Every record below is to be retyped exactly.

-- begin Data provided --

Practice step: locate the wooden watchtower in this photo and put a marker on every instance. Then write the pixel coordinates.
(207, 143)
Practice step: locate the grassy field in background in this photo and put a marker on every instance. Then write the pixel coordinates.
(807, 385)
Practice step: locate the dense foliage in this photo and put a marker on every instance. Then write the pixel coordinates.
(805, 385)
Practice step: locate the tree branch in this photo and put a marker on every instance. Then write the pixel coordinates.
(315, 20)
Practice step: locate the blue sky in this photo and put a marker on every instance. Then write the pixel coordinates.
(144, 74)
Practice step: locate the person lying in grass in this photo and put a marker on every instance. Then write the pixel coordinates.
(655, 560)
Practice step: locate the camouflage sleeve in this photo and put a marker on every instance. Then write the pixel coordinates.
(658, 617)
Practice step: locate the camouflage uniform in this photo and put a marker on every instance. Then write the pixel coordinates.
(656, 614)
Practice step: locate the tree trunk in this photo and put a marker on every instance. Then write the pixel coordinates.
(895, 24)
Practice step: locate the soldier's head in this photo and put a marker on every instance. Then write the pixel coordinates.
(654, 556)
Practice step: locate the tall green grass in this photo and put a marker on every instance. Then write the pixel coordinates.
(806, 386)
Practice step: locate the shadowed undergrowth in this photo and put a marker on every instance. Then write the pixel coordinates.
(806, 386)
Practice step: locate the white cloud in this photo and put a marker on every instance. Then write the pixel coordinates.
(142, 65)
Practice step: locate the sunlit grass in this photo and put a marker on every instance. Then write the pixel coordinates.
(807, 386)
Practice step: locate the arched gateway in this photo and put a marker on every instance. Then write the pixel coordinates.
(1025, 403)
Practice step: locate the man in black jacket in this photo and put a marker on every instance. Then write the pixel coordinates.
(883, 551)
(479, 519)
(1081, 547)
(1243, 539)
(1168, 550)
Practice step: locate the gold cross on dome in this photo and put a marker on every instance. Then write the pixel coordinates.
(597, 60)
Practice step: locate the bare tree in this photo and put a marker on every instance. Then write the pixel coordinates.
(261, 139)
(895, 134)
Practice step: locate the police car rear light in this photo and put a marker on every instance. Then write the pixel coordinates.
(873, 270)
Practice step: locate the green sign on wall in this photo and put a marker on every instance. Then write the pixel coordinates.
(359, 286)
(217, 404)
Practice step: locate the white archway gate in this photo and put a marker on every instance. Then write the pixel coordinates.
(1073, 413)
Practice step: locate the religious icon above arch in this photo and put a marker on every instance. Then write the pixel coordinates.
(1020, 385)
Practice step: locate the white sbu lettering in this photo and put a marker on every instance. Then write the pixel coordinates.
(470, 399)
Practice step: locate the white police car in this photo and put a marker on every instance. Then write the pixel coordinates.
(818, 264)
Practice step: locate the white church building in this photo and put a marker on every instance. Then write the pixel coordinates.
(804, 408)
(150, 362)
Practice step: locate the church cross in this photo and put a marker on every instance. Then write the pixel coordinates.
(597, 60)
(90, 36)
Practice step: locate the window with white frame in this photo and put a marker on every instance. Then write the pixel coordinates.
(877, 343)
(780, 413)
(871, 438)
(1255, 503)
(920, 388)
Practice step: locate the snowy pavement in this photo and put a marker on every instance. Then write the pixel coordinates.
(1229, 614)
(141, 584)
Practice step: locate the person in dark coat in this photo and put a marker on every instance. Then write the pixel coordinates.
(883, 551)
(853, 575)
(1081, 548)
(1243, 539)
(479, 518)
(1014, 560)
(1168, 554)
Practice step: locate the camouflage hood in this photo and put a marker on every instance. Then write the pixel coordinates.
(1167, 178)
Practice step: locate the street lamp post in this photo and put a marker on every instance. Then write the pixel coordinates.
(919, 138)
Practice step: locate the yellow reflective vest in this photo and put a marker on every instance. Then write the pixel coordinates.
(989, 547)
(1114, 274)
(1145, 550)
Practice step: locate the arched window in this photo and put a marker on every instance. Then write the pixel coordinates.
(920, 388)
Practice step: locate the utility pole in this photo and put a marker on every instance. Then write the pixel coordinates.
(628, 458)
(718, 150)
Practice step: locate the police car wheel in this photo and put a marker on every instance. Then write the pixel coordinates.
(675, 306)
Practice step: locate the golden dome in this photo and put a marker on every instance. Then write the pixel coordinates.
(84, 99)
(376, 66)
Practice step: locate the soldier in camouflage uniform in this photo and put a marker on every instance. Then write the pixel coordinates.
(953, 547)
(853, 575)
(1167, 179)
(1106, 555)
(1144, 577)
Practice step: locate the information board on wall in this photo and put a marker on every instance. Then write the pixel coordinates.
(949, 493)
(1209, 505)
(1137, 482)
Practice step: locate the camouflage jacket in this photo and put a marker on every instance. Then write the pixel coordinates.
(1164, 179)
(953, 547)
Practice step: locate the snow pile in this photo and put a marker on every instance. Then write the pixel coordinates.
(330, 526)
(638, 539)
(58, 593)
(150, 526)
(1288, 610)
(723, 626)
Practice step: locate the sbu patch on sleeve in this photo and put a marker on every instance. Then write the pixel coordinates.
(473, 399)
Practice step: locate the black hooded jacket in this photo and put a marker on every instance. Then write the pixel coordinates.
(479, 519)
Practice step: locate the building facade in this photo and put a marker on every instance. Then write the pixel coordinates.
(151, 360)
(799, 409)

-- end Data provided --

**Reply to the exercise:**
Practice step: locate the wooden watchtower in this photo and put a marker on every instance. Then write the pixel coordinates.
(207, 143)
Practice step: locate the grassy field in background in this photo and put a marker on every instance. Then write the pixel coordinates.
(807, 385)
Practice step: locate the dense foliage in this photo and put a marker on every instance. Then write the pixel coordinates.
(805, 385)
Practice step: locate the tree branch in this photo and put a marker on every instance. Then write the pixel coordinates.
(315, 20)
Practice step: locate the blue sky in this photo and put a marker on every instance. Then write the pixel coordinates.
(144, 74)
Practice step: locate the person lying in grass in this photo and put a marker on every instance. Then write the pixel coordinates.
(655, 560)
Practice step: locate the camouflage sleeve in this photo and put a marker on every instance. Then write the pixel coordinates.
(658, 617)
Practice step: locate the camouflage uniform in this photo and put a marker on every instance. Then write the pixel coordinates.
(656, 614)
Practice step: locate the tree trunk in this photo and put a marker on every instance. Then write the pixel coordinates.
(895, 24)
Practice step: locate the soldier's head in this photo and put a marker on every instance. Then write the pixel coordinates.
(654, 556)
Practice step: locate the tall green grass in this photo and put a marker on every instance. Then write the pixel coordinates.
(806, 386)
Practice step: locate the shadowed undergrowth in this photo and put a marker on every instance. Then write the pixel coordinates.
(806, 386)
Practice step: locate the white cloud in this photo and put a marker on every instance. Then write the pixel coordinates.
(142, 65)
Practice step: locate the sunlit grass in this photo and put a marker on every instance. Then write the pixel coordinates.
(807, 386)
Practice step: locate the arched gateway in this photo and put a marker on every instance. Then write the pixel coordinates.
(1025, 403)
Practice step: locate the man in black jacket in this photo and put a marker on every instance. Then write the pixel coordinates.
(883, 551)
(479, 519)
(1081, 547)
(1243, 539)
(1168, 550)
Practice step: locate the gold cross on dome in this photo and put a marker on every instance. Then write the pixel coordinates.
(597, 60)
Practice step: locate the bare tree in this photo and put a marker on every instance. Then write the pixel coordinates.
(261, 139)
(895, 134)
Practice step: locate the police car rear light in this photo and put a marker on every instance. Then write the pixel coordinates.
(873, 270)
Practice step: locate the green sign on wall in this photo and put a marker on every instance. Then write the pixel coordinates.
(359, 286)
(217, 404)
Practice step: locate the white archway gate in this photo and put a marker on every instance. Then write the pixel coordinates.
(1073, 413)
Practice step: locate the religious icon above arch in this photo and put a marker on every instance. Then write the pixel coordinates.
(1020, 385)
Practice step: locate the white sbu lettering in this photo and put a marker on every instance. Then write the pixel coordinates.
(470, 399)
Practice step: locate the white police car in this photo and put a marker on every instance. Then write the pixel coordinates.
(818, 264)
Practice step: locate the white church building in this photo and put a marker on every instance. Then write the pixel coordinates.
(804, 408)
(150, 362)
Practice step: locate the church cross in this photo and put a marker on every instance. Then write the pixel coordinates.
(597, 60)
(90, 36)
Practice step: locate the window with white frame in this photo and put a marker on every instance. Then write the pixel coordinates.
(877, 343)
(780, 413)
(871, 438)
(1255, 503)
(920, 388)
Practice step: locate the snowy pavement in this photo and put a marker on every instance. Then write the pixel coordinates.
(1229, 614)
(141, 584)
Practice step: locate the person in dark coat in this photo and put a marker on every instance. Then write the pixel coordinates.
(883, 551)
(853, 575)
(1081, 548)
(1243, 539)
(479, 518)
(1014, 560)
(1168, 554)
Practice step: locate the camouflage hood in this photo and put a marker on every instance. Then write the pixel coordinates.
(1167, 178)
Practice step: locate the street lamp post in this photo and put a marker on every instance. Then write the pixel coordinates.
(919, 138)
Practice step: locate the yellow reflective vest in this photo and put a marker on every instance. Then write the pixel coordinates.
(989, 547)
(1114, 274)
(1145, 550)
Practice step: locate the arched window in this photo and put a marker on every instance. Then write the pixel coordinates.
(920, 388)
Practice step: locate the utility pole in this photo and put a marker on every instance. Then write the pixel coordinates.
(628, 458)
(718, 150)
Practice step: locate the police car wheel in this photo and put a marker on every instance. Then write the pixel coordinates.
(675, 306)
Practice step: locate the golden dome in this photo and put a marker on every instance. Then write the pixel coordinates.
(84, 99)
(376, 66)
Practice step: locate the soldier in camouflage uniform in this photo and put a marker on every instance. Then write the pixel coordinates.
(953, 547)
(853, 575)
(1167, 179)
(1106, 555)
(1144, 577)
Practice step: locate the information board on wall in this photo and put a marker on every instance. Then write the pixel coordinates.
(949, 493)
(1209, 505)
(1137, 482)
Practice step: locate the camouflage jacket in this photo and put a marker on every instance. Then write the pixel coordinates.
(1164, 179)
(953, 547)
Practice step: locate the snow pile in this photo and put a marker on every instance. Then write the pixel coordinates.
(330, 526)
(638, 539)
(58, 593)
(150, 526)
(1288, 610)
(723, 626)
Practice step: locate the sbu patch on sleeve in this photo and put a marker on every instance. Then write the pixel coordinates.
(473, 399)
Practice step: locate the black hooded jacket in this photo and put a marker on every instance. Then write the pixel coordinates.
(479, 519)
Practice step: locate the building facade in this photo and put a marker on every instance. Then write the pixel coordinates.
(151, 360)
(799, 409)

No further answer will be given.